Your task is to repeat exactly the lines below between the line holding "Target: crowd of people" and the line holding "each like (538,434).", inclusive, and only those.

### Dataset entries

+++++

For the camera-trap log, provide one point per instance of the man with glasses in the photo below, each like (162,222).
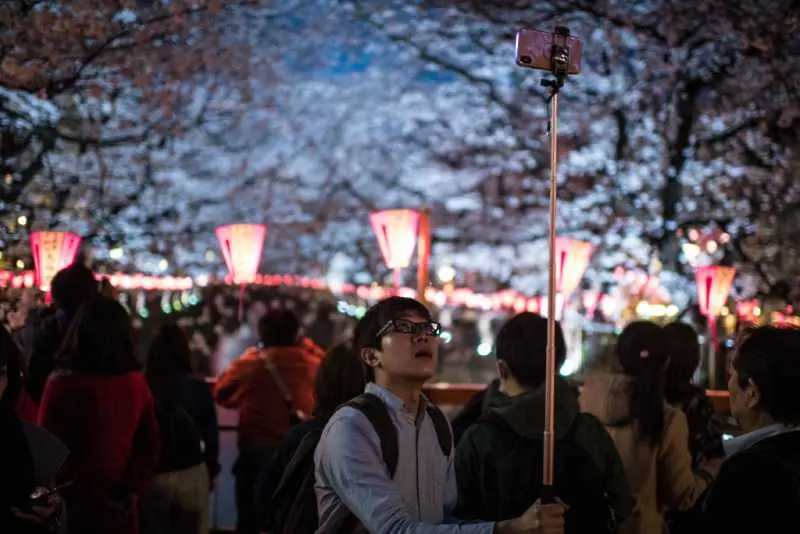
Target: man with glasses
(397,340)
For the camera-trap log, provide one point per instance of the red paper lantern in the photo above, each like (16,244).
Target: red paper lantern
(713,287)
(572,258)
(52,251)
(241,246)
(396,231)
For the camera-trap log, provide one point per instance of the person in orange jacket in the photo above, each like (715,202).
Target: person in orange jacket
(272,387)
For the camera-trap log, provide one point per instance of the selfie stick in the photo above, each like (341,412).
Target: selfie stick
(559,67)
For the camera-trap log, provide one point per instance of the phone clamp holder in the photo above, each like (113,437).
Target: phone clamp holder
(559,60)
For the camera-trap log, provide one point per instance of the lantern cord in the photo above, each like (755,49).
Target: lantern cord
(241,302)
(713,339)
(560,67)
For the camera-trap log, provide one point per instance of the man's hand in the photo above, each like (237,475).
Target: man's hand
(538,519)
(41,511)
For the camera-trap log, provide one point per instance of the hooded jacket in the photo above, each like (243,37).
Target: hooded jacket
(660,475)
(250,387)
(499,459)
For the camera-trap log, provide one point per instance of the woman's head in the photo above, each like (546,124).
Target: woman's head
(684,357)
(641,351)
(340,378)
(10,369)
(169,353)
(100,340)
(764,374)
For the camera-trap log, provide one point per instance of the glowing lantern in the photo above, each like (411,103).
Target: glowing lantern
(52,251)
(241,246)
(572,258)
(713,287)
(423,254)
(396,231)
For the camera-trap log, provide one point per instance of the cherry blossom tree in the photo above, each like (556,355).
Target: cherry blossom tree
(674,121)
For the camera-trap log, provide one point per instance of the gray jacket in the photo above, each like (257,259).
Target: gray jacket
(351,475)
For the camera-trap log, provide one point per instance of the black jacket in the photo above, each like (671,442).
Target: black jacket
(499,460)
(269,479)
(758,489)
(473,410)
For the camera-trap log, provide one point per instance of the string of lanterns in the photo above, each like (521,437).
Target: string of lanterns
(398,232)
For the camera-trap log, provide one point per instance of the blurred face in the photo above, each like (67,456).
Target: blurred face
(743,401)
(409,349)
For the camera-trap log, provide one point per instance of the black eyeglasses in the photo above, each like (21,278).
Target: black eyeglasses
(404,326)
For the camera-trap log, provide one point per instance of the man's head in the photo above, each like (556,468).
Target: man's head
(764,374)
(72,285)
(521,349)
(397,341)
(278,328)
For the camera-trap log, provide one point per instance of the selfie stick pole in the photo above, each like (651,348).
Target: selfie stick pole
(560,67)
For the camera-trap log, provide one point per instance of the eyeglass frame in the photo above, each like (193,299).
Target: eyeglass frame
(416,327)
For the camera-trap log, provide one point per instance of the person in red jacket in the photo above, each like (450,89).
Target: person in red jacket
(271,386)
(99,404)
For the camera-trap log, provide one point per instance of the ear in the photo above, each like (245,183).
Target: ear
(370,357)
(502,370)
(752,395)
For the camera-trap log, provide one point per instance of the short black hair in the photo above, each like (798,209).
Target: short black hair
(684,357)
(340,378)
(72,285)
(522,344)
(278,328)
(366,331)
(770,357)
(100,340)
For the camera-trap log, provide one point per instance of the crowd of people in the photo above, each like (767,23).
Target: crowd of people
(345,441)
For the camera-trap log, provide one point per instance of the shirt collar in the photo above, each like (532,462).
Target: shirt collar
(393,401)
(745,441)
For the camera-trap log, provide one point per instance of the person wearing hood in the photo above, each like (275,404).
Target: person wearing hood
(652,437)
(498,462)
(758,487)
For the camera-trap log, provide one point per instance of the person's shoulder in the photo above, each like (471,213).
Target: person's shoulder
(487,433)
(588,426)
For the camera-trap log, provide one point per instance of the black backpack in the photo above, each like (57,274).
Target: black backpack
(294,501)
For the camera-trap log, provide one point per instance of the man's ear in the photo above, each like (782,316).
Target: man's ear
(752,395)
(370,357)
(502,370)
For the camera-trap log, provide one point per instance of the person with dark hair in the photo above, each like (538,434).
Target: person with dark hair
(758,487)
(340,378)
(45,330)
(398,477)
(652,437)
(99,404)
(178,500)
(499,460)
(17,458)
(705,431)
(238,338)
(272,387)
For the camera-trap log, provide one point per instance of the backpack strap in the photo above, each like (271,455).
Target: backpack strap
(378,415)
(442,427)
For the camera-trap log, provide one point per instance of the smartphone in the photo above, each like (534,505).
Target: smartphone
(535,50)
(41,494)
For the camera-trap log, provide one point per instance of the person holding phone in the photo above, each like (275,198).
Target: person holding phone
(24,508)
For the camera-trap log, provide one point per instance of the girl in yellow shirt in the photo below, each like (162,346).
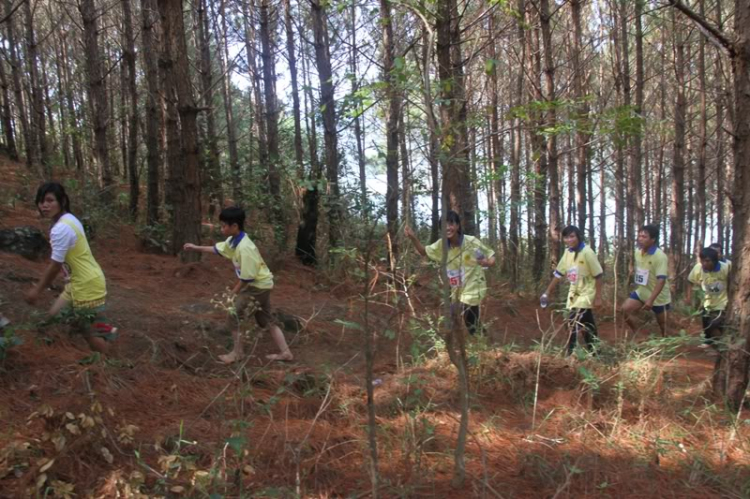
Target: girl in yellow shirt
(85,288)
(467,256)
(583,271)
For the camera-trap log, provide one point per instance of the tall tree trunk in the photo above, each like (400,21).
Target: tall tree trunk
(455,157)
(226,67)
(456,184)
(7,117)
(49,116)
(99,102)
(258,115)
(636,153)
(539,181)
(700,198)
(61,94)
(38,134)
(720,160)
(129,56)
(186,194)
(308,224)
(551,124)
(16,75)
(433,146)
(292,57)
(677,207)
(330,135)
(516,146)
(70,105)
(267,29)
(392,111)
(407,196)
(353,54)
(153,111)
(212,178)
(631,192)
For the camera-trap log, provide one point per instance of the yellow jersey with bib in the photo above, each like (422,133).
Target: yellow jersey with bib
(87,287)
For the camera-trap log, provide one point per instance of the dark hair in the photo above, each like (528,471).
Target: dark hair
(652,230)
(453,218)
(56,190)
(233,215)
(572,229)
(711,254)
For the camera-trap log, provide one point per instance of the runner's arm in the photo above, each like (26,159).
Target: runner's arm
(49,275)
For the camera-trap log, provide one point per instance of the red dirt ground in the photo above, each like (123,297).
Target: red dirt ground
(175,422)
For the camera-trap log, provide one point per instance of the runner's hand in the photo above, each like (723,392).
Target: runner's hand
(31,296)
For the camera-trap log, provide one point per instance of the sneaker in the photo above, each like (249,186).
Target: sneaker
(104,330)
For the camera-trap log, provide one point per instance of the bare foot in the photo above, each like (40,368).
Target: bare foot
(283,357)
(230,358)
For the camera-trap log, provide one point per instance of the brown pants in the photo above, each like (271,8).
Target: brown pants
(251,301)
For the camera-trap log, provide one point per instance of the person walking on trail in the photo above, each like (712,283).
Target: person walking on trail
(651,272)
(712,276)
(253,288)
(467,256)
(85,290)
(583,271)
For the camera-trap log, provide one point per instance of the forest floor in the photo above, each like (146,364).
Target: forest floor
(161,417)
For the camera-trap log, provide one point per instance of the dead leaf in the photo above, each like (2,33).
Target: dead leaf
(47,466)
(107,455)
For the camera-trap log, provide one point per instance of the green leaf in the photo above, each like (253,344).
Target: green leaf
(489,66)
(349,324)
(236,444)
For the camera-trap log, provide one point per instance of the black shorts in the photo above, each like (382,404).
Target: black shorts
(713,319)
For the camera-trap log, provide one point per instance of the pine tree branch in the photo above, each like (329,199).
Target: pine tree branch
(713,34)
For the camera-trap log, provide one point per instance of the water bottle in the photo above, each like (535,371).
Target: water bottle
(544,301)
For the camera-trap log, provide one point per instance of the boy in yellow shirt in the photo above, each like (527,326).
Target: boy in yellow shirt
(712,275)
(253,287)
(467,256)
(651,271)
(584,273)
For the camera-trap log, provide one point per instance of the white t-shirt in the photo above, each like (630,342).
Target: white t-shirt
(63,237)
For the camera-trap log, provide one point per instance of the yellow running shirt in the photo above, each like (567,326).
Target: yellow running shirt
(714,284)
(581,271)
(465,275)
(650,268)
(248,264)
(87,287)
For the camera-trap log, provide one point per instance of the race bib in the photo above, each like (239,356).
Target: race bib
(456,277)
(572,275)
(641,277)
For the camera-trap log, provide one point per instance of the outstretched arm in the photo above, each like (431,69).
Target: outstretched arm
(552,285)
(417,243)
(199,249)
(49,275)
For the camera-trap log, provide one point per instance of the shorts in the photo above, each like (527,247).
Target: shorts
(88,318)
(90,322)
(713,320)
(658,309)
(582,320)
(469,314)
(251,301)
(471,318)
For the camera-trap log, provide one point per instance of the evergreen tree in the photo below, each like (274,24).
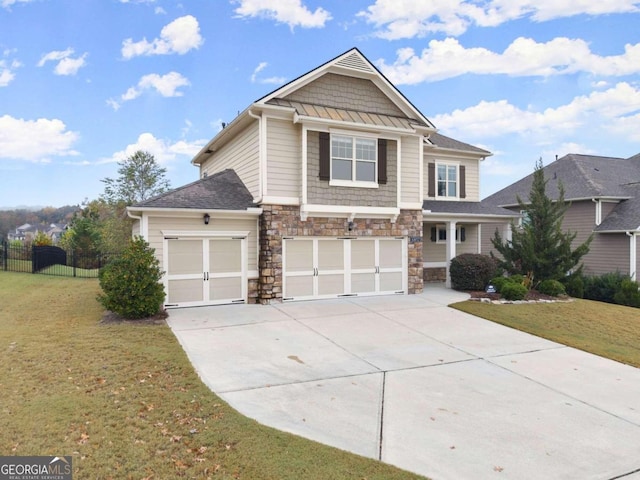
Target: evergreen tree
(540,248)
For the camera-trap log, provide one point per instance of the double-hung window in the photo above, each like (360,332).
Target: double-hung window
(447,180)
(353,160)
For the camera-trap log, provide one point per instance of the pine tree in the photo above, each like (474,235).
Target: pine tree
(539,248)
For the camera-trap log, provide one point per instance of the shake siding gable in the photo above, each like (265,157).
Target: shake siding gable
(283,159)
(350,93)
(241,155)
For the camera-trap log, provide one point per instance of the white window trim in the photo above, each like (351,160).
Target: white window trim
(448,164)
(353,183)
(442,227)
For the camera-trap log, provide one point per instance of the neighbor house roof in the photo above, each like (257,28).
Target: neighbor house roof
(582,176)
(221,191)
(466,208)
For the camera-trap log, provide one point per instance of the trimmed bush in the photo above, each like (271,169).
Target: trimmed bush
(574,286)
(472,271)
(514,291)
(551,287)
(131,282)
(628,294)
(498,283)
(604,287)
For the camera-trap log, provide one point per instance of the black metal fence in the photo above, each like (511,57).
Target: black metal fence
(50,260)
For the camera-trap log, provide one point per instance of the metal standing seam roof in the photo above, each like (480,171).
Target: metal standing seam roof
(221,191)
(343,115)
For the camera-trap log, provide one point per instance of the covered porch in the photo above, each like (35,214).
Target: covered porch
(451,228)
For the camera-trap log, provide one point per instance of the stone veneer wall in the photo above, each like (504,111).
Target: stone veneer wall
(279,221)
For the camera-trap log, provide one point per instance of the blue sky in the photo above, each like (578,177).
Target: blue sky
(83,84)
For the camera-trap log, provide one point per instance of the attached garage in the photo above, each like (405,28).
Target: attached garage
(210,270)
(314,268)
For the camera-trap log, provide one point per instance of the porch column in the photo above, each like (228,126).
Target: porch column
(451,248)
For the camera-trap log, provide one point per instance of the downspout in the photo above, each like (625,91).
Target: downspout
(632,255)
(262,170)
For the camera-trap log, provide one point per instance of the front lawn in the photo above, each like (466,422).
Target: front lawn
(608,330)
(124,400)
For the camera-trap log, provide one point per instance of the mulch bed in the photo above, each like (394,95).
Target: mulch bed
(111,318)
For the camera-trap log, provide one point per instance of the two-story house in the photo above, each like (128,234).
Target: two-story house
(332,185)
(604,201)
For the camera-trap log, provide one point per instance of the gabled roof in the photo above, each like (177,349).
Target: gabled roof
(466,208)
(221,191)
(440,141)
(582,176)
(352,63)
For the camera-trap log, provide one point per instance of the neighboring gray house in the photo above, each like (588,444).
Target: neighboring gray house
(604,193)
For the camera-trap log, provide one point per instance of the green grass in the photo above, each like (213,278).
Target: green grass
(125,401)
(611,331)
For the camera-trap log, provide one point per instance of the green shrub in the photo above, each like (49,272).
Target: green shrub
(551,287)
(472,271)
(131,282)
(604,287)
(628,293)
(574,286)
(498,283)
(514,291)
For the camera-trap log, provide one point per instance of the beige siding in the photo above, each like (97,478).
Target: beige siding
(580,218)
(472,175)
(194,224)
(609,252)
(437,252)
(242,155)
(284,148)
(319,192)
(350,93)
(410,170)
(472,179)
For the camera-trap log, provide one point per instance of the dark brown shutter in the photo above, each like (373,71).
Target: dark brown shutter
(431,171)
(325,154)
(382,161)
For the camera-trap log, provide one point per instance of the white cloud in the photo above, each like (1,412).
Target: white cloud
(7,3)
(270,80)
(35,140)
(615,110)
(179,36)
(166,85)
(396,19)
(164,151)
(523,57)
(67,65)
(290,12)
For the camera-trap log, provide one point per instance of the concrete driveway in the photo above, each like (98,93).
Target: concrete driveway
(411,382)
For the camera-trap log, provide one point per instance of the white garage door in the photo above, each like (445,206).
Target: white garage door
(205,271)
(333,267)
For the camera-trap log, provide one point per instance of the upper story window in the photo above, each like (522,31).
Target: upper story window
(447,180)
(353,159)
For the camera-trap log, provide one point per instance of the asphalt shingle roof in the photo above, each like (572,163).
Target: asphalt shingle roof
(582,176)
(465,208)
(221,191)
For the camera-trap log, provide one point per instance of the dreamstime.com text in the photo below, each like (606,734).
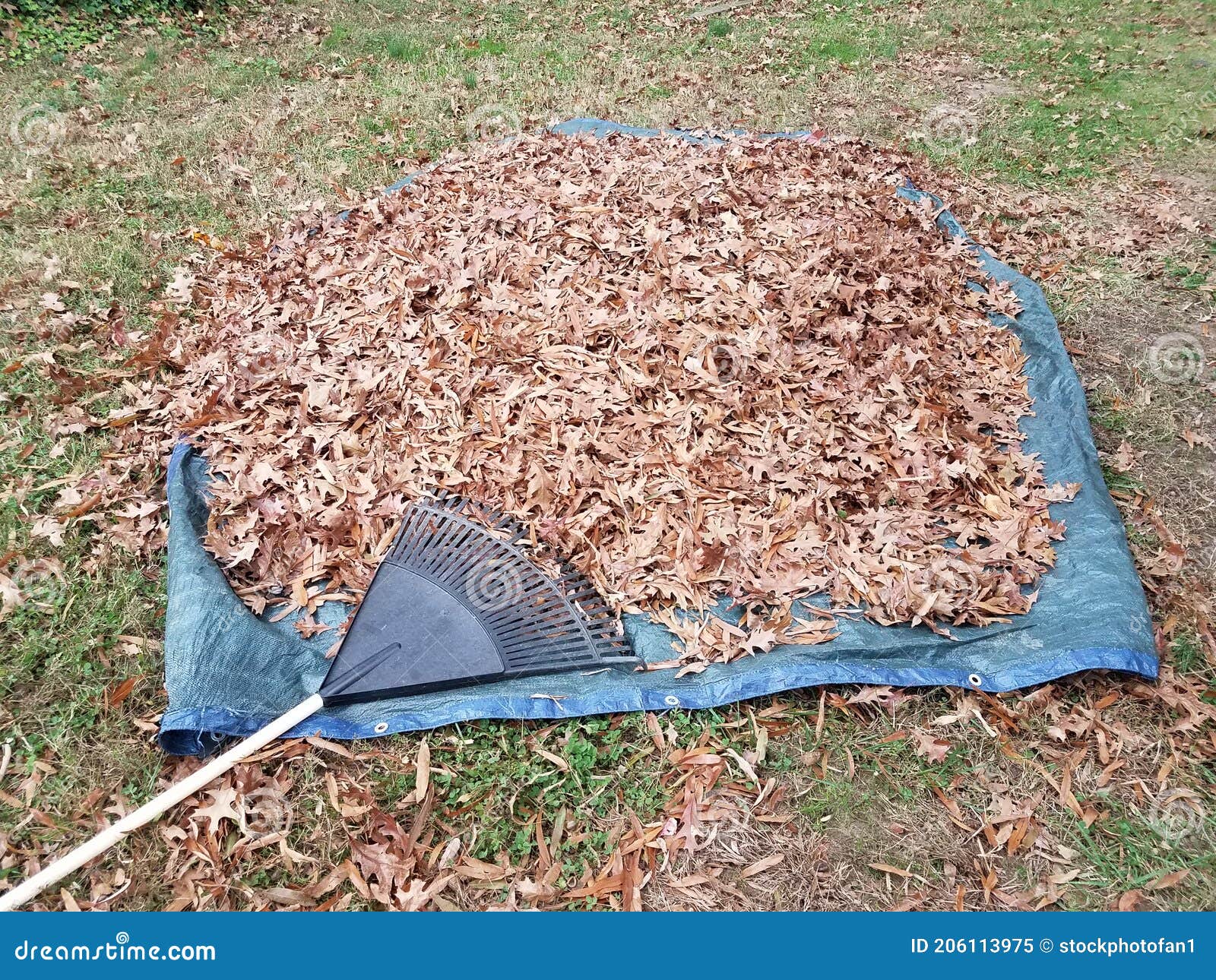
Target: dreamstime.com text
(121,950)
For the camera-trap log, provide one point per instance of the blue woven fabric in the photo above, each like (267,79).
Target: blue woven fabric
(229,672)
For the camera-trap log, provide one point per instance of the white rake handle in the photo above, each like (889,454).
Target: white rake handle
(82,855)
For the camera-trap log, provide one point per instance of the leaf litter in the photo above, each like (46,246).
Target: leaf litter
(743,370)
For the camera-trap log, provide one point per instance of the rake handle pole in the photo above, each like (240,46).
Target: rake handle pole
(82,855)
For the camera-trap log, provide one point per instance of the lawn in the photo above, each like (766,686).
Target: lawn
(1074,140)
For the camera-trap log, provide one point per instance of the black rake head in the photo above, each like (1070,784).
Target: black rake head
(458,601)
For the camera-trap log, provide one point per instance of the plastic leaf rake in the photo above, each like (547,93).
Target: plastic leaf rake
(456,601)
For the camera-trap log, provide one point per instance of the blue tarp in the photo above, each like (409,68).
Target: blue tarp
(229,672)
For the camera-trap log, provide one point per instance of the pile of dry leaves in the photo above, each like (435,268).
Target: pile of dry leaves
(743,368)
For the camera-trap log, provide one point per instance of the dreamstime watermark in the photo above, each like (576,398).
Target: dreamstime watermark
(1181,129)
(948,128)
(36,128)
(1176,815)
(719,360)
(267,360)
(265,812)
(494,585)
(122,949)
(1176,358)
(38,583)
(492,122)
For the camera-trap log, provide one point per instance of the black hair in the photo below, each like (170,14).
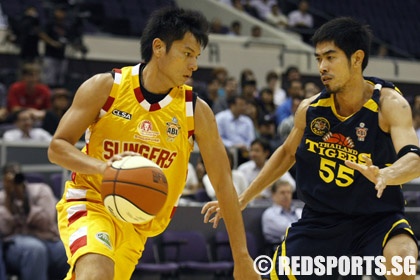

+++++

### Response to this exercise
Target: crowd of people
(345,441)
For the camera-trap log, provide one point per instance of the shirt collar in the photo above, each like (532,462).
Target: shirt collar
(393,401)
(745,441)
For the camera-trap log, provide one point per instance of the person wearing hood in the photo above, each like (275,404).
Target: person wearing hood
(652,437)
(498,462)
(758,487)
For the camera-trap log, provide one point per instance of the person's shoulder in the photo above, each like (471,213).
Target: person's shoulder
(487,433)
(588,426)
For the camera-trap log, provide one point per instance of the black backpack in the photo above, each like (57,274).
Target: black backpack
(294,501)
For the camera-trap log, provide one point per instance of the man's ear in the photo above, each like (782,316).
Target: man's ear
(752,395)
(370,357)
(502,370)
For the camera-trap log, provide one point per instance of the person with dark hair in the photo above, each like (538,434).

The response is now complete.